INSTRUCTION
Restate all the material verbatim, except for the pictures.
(begin)
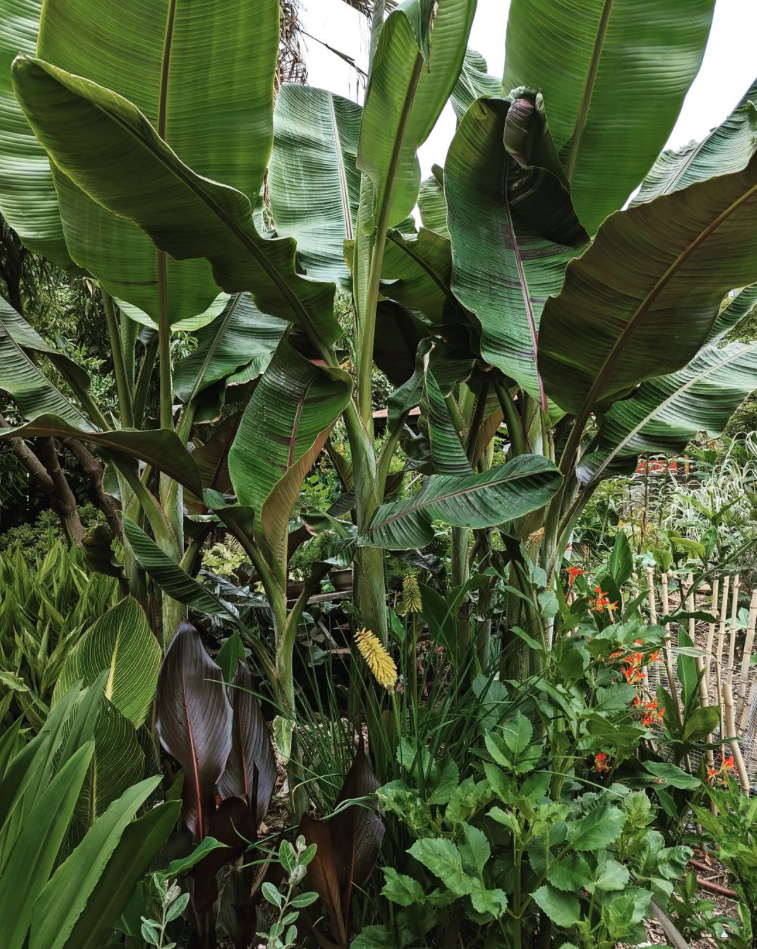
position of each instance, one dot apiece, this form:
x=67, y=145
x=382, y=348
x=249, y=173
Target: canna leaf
x=193, y=721
x=251, y=768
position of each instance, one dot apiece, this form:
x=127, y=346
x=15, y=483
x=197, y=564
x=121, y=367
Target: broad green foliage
x=313, y=180
x=614, y=74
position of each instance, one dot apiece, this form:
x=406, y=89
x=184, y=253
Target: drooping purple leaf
x=251, y=768
x=194, y=722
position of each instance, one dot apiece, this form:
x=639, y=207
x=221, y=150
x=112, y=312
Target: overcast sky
x=729, y=67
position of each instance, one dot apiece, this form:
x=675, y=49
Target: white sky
x=729, y=67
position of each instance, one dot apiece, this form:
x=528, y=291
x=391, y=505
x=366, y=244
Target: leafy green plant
x=294, y=860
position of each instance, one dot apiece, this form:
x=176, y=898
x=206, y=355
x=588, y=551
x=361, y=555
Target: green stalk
x=144, y=378
x=512, y=419
x=367, y=318
x=164, y=347
x=123, y=389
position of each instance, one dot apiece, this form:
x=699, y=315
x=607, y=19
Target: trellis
x=726, y=678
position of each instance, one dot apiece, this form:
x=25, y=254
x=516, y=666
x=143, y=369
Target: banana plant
x=530, y=305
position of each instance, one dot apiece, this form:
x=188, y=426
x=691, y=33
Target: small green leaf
x=597, y=829
x=564, y=909
x=443, y=859
x=401, y=889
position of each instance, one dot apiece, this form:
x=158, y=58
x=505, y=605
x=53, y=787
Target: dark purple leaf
x=193, y=719
x=251, y=769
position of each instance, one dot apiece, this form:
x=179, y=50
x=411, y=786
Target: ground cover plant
x=465, y=750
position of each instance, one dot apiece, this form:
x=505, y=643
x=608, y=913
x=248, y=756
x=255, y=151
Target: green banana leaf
x=140, y=844
x=160, y=448
x=416, y=273
x=241, y=335
x=163, y=56
x=665, y=413
x=28, y=200
x=284, y=427
x=644, y=298
x=614, y=74
x=475, y=501
x=510, y=218
x=121, y=644
x=727, y=148
x=33, y=856
x=313, y=180
x=67, y=892
x=432, y=204
x=168, y=574
x=413, y=73
x=186, y=214
x=474, y=81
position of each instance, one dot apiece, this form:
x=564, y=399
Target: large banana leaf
x=405, y=98
x=416, y=273
x=665, y=413
x=121, y=644
x=163, y=56
x=432, y=204
x=29, y=340
x=510, y=217
x=240, y=335
x=645, y=296
x=727, y=148
x=614, y=74
x=474, y=81
x=28, y=200
x=67, y=892
x=168, y=574
x=313, y=181
x=119, y=159
x=160, y=448
x=29, y=388
x=138, y=847
x=193, y=720
x=284, y=427
x=475, y=501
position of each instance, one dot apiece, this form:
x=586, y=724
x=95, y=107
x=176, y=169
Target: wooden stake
x=732, y=643
x=719, y=656
x=730, y=719
x=748, y=645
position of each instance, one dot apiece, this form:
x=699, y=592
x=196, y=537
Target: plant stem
x=514, y=425
x=123, y=389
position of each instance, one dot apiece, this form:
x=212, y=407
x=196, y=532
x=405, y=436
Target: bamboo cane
x=748, y=645
x=732, y=642
x=719, y=656
x=730, y=718
x=652, y=603
x=711, y=632
x=672, y=688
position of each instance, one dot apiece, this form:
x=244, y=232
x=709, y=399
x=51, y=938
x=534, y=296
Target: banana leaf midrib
x=642, y=310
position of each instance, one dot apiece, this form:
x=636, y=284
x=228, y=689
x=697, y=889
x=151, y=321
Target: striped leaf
x=120, y=160
x=510, y=216
x=665, y=413
x=313, y=180
x=475, y=501
x=727, y=148
x=28, y=200
x=660, y=271
x=241, y=335
x=614, y=74
x=121, y=644
x=174, y=43
x=284, y=427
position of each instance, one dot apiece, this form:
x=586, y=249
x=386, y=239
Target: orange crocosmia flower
x=601, y=762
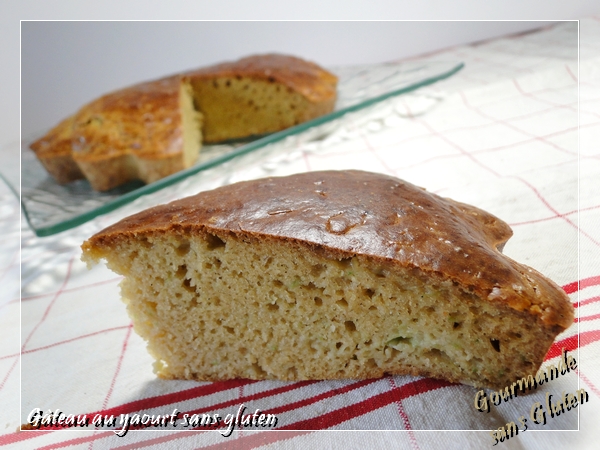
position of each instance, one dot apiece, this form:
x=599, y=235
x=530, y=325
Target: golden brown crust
x=350, y=213
x=143, y=120
x=139, y=132
x=310, y=80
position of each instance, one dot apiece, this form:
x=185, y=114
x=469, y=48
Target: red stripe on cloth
x=160, y=439
x=167, y=399
x=378, y=401
x=258, y=440
x=581, y=284
x=587, y=318
x=247, y=442
x=117, y=369
x=76, y=441
x=319, y=397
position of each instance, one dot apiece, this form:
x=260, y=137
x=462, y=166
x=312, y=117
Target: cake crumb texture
x=330, y=275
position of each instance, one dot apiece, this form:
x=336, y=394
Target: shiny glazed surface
x=354, y=213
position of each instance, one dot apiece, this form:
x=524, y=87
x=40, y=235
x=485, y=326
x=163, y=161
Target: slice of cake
x=330, y=275
x=54, y=151
x=144, y=132
x=261, y=94
x=154, y=129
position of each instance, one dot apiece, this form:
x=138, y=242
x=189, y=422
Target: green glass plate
x=51, y=208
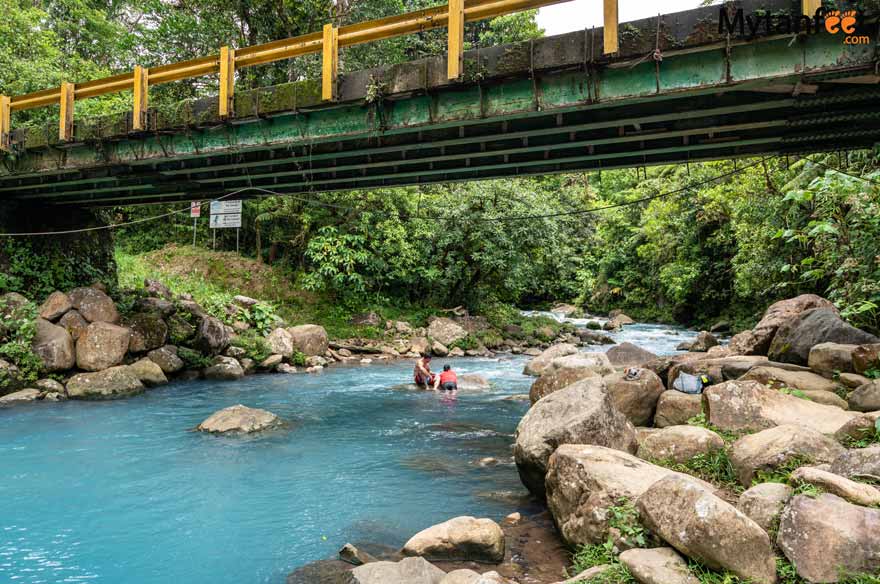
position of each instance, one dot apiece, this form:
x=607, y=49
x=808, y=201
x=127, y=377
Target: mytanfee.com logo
x=836, y=22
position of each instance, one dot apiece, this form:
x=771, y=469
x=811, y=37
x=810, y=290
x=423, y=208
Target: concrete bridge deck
x=547, y=106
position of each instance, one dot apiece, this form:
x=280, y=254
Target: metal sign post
x=195, y=211
x=226, y=215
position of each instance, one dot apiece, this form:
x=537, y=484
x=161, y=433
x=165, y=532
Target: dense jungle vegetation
x=687, y=248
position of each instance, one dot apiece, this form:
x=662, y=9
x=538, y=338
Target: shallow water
x=123, y=492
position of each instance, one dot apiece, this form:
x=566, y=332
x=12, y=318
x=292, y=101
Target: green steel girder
x=702, y=102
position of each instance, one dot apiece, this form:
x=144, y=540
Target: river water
x=123, y=492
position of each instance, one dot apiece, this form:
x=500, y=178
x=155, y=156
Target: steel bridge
x=683, y=87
(end)
EXERCISE ANSWER
position of each instance, one dot apiece, this form:
x=67, y=145
x=382, y=348
x=249, y=173
Target: canna leaf
x=193, y=721
x=251, y=768
position of each instance, one dot apiece, this form:
x=127, y=346
x=15, y=483
x=197, y=564
x=121, y=367
Target: broad green foliage
x=313, y=180
x=614, y=74
position of each instance, one dot apiece, this form:
x=406, y=89
x=184, y=253
Target: drooping purple leaf
x=251, y=768
x=194, y=722
position of each instance, one dot apiece, this form:
x=639, y=207
x=221, y=150
x=112, y=312
Target: overcast sky
x=729, y=67
position of each instance, one dot apiece, this form:
x=675, y=49
Target: white sky
x=729, y=67
position of each instance, one dot apiece, this form:
x=528, y=291
x=391, y=505
x=366, y=244
Target: leafy green plant
x=294, y=860
position of each instance, one dot apiece, this form:
x=176, y=898
x=206, y=355
x=588, y=551
x=361, y=555
Target: green stalk
x=144, y=378
x=512, y=419
x=367, y=318
x=164, y=347
x=123, y=389
position of each instance, one dot apiece, this form:
x=699, y=315
x=607, y=19
Target: trellis
x=726, y=678
position of each instance, one dot apiece, this form:
x=25, y=254
x=516, y=666
x=143, y=369
Target: banana plant
x=530, y=305
position of each instance, one dot apiece, this form:
x=188, y=426
x=691, y=33
Target: small green leaf
x=597, y=829
x=564, y=909
x=443, y=859
x=401, y=889
position of each instance, one dot apiece, this form:
x=158, y=58
x=505, y=605
x=53, y=787
Target: dark purple leaf
x=193, y=719
x=251, y=769
position of each instance, one dot apiece, this form:
x=179, y=50
x=411, y=786
Target: ground cover plant
x=465, y=750
position of each instance, one dot apiece, this form:
x=505, y=643
x=608, y=913
x=248, y=756
x=255, y=151
Target: green banana leaf
x=140, y=844
x=160, y=448
x=416, y=273
x=241, y=335
x=163, y=56
x=665, y=413
x=28, y=200
x=284, y=427
x=644, y=298
x=614, y=74
x=475, y=501
x=510, y=218
x=121, y=644
x=727, y=148
x=33, y=856
x=313, y=180
x=67, y=892
x=432, y=204
x=168, y=574
x=413, y=73
x=186, y=214
x=474, y=81
position of each instance, one dot apiece, this form:
x=564, y=399
Target: large banana leaf
x=405, y=98
x=416, y=273
x=665, y=413
x=121, y=644
x=163, y=56
x=432, y=204
x=29, y=340
x=510, y=217
x=240, y=335
x=645, y=296
x=727, y=148
x=614, y=74
x=474, y=81
x=28, y=200
x=67, y=892
x=168, y=574
x=313, y=181
x=119, y=159
x=160, y=448
x=29, y=388
x=138, y=847
x=193, y=720
x=284, y=427
x=475, y=501
position of each instance, one dot apiece, this form:
x=586, y=724
x=95, y=107
x=176, y=169
Target: wooden stake
x=732, y=643
x=719, y=656
x=730, y=719
x=748, y=645
position of each instance, one dot apiece, this form:
x=699, y=592
x=196, y=537
Target: plant stem
x=514, y=425
x=123, y=389
position of each instance, one dot apiece, this form:
x=212, y=407
x=196, y=532
x=405, y=436
Target: bamboo cane
x=748, y=645
x=732, y=642
x=719, y=656
x=730, y=718
x=652, y=603
x=711, y=632
x=672, y=688
position of each instance, one dot apiece, this form:
x=244, y=232
x=709, y=399
x=51, y=938
x=534, y=296
Target: banana leaf midrib
x=642, y=310
position of each instance, one dot apiece, this form:
x=636, y=284
x=228, y=689
x=697, y=889
x=151, y=321
Target: striped leaf
x=120, y=160
x=510, y=216
x=665, y=413
x=313, y=180
x=475, y=501
x=727, y=148
x=28, y=200
x=660, y=271
x=241, y=335
x=614, y=74
x=121, y=644
x=174, y=43
x=284, y=427
position of each instance, one dot apiece, this form:
x=586, y=249
x=386, y=239
Target: orange crocosmia flower
x=601, y=762
position of each instance, one dot apiece, this form:
x=599, y=235
x=530, y=325
Target: golden brown crust
x=350, y=213
x=143, y=120
x=139, y=132
x=310, y=80
position of each instance, one dot apiece, this form:
x=185, y=114
x=469, y=48
Target: red stripe on cloth
x=160, y=439
x=167, y=399
x=378, y=401
x=258, y=440
x=581, y=284
x=587, y=318
x=247, y=442
x=117, y=369
x=76, y=441
x=319, y=397
position of each instance, one dot apiece, this form:
x=260, y=137
x=462, y=166
x=312, y=117
Target: cake crumb texture
x=330, y=275
position of each instance, one dot apiece, this form:
x=336, y=394
Target: shiny glazed surface
x=354, y=213
position of each instance, one dot apiece, this form:
x=524, y=87
x=40, y=235
x=485, y=326
x=163, y=161
Target: slice of cake
x=330, y=275
x=54, y=151
x=144, y=132
x=261, y=94
x=154, y=129
position of each instance, one dot apiece, this form:
x=138, y=242
x=189, y=422
Target: green glass plate
x=51, y=208
position of each instance, one dot apiece, this form:
x=607, y=49
x=808, y=201
x=127, y=377
Target: mytanfee.com logo
x=836, y=22
position of each instance, one dot apiece, this form:
x=771, y=469
x=811, y=37
x=810, y=290
x=423, y=208
Target: concrete bridge deck
x=547, y=106
position of each instance, one dot apiece, this form:
x=280, y=254
Target: metal sign post
x=195, y=211
x=226, y=215
position of each instance, one dot apiece, this form:
x=537, y=484
x=161, y=433
x=165, y=532
Target: dense jungle vegetation
x=687, y=248
position of each instance, one dot apiece, this form:
x=662, y=9
x=538, y=338
Target: shallow water
x=123, y=492
position of each instance, one dot apiece, this form:
x=566, y=332
x=12, y=318
x=292, y=101
Target: green steel girder
x=702, y=102
position of each instance, one dot apiece, this form:
x=144, y=540
Target: river water
x=123, y=492
position of each instance, one dot apiece, this form:
x=500, y=178
x=155, y=156
Target: steel bridge
x=683, y=87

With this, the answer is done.